GOAL OF THE EXERCISE :: From the data that follows, copy every line with the string "kindly".

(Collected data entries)
***

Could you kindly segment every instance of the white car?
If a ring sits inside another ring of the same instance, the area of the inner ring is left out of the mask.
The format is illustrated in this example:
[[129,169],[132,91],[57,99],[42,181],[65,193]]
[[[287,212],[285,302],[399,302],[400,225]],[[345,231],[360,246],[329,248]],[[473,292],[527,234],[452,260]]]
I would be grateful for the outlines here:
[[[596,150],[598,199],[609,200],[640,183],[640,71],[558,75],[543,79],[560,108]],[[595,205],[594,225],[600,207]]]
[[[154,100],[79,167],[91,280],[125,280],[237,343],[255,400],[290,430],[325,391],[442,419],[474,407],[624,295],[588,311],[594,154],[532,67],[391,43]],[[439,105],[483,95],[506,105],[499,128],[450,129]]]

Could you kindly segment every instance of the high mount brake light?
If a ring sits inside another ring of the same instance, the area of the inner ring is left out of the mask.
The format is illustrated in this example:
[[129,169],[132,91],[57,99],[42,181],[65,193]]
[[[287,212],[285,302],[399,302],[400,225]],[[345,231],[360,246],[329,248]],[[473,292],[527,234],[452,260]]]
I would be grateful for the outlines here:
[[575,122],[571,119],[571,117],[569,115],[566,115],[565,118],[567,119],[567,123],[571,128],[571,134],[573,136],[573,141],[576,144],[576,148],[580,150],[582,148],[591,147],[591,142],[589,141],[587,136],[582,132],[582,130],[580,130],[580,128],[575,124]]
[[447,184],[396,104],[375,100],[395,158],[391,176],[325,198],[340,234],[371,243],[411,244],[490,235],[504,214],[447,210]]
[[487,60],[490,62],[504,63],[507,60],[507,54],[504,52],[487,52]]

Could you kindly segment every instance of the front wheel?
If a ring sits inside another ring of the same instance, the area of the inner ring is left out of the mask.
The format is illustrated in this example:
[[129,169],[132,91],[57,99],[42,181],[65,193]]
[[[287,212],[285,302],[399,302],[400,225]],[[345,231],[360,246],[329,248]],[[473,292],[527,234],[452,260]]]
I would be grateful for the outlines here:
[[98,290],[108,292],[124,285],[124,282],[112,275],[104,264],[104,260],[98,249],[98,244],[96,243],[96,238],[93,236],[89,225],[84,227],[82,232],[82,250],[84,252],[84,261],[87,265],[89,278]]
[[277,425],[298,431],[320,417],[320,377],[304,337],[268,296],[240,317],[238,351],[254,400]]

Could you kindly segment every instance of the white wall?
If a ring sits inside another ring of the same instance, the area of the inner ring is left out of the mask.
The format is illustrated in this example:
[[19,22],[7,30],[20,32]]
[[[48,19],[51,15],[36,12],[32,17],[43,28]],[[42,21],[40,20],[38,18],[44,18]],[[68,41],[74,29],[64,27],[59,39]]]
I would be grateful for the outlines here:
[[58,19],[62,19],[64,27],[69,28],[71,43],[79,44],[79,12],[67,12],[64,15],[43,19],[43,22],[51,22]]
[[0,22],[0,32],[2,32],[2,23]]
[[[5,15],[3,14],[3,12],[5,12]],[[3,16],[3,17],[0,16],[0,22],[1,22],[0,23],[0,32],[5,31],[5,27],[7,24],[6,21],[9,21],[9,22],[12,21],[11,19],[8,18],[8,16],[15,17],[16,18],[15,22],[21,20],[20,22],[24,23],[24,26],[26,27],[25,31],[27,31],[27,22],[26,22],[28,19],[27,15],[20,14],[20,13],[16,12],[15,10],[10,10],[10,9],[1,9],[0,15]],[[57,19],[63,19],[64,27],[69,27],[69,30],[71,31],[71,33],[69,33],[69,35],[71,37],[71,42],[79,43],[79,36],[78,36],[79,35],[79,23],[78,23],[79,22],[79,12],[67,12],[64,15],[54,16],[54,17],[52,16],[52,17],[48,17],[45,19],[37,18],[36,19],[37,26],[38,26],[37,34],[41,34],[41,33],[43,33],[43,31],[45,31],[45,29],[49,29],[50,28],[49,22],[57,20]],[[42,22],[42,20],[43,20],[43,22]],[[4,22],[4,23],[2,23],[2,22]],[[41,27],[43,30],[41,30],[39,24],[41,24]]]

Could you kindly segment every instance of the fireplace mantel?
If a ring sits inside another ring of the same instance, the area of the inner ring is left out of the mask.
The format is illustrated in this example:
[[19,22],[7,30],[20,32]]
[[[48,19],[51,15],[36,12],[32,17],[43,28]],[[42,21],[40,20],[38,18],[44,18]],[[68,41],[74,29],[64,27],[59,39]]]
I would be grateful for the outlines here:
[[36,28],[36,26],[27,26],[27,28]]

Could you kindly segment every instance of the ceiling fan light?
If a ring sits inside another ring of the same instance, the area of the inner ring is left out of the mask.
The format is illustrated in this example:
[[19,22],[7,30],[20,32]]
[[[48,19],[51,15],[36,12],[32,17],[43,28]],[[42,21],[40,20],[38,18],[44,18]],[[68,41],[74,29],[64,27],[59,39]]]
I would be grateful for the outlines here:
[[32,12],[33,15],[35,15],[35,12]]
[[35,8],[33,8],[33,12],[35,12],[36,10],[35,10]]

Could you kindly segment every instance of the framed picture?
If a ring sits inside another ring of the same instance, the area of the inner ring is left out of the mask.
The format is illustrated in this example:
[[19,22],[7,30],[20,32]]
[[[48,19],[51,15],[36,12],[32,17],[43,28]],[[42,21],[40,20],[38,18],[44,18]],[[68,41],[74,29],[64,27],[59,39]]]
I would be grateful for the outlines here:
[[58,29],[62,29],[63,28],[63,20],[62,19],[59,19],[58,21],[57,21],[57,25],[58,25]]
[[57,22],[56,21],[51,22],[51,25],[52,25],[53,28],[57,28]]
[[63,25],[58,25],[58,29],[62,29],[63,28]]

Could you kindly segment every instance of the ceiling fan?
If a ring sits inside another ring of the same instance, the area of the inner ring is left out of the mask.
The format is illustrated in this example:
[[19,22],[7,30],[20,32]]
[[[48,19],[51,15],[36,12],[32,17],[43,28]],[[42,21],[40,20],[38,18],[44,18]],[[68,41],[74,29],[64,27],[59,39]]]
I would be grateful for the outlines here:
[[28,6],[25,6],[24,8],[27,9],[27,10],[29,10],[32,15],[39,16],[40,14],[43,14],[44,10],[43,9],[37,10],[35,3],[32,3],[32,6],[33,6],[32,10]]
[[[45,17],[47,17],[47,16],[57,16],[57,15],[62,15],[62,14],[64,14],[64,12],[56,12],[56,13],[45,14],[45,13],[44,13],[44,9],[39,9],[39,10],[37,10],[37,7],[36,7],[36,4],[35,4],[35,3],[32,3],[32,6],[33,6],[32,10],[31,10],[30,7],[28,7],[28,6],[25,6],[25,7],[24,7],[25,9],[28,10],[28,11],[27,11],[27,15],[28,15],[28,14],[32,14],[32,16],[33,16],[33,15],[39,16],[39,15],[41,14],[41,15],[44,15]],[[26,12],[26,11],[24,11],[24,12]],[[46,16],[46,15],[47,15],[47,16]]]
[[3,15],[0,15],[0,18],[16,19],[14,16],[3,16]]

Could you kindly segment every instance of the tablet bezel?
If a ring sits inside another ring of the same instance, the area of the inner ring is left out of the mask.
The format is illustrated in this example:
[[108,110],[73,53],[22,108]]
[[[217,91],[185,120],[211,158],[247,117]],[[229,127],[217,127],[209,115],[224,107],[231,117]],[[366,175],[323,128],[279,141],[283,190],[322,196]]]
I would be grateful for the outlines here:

***

SOLUTION TO THIS EXERCISE ::
Could you kindly segment every instance of the white car?
Could you kindly segment every instance of the high mount brake light?
Could you kindly segment every instance of the front wheel?
Could you kindly segment every instance of the white wall?
Could you kindly segment every instance of the fireplace mantel?
Could you kindly segment every instance of the ceiling fan light?
Could you kindly segment every instance of the framed picture?
Could you kindly segment every instance of the ceiling fan?
Could you kindly segment every instance of the tablet bezel?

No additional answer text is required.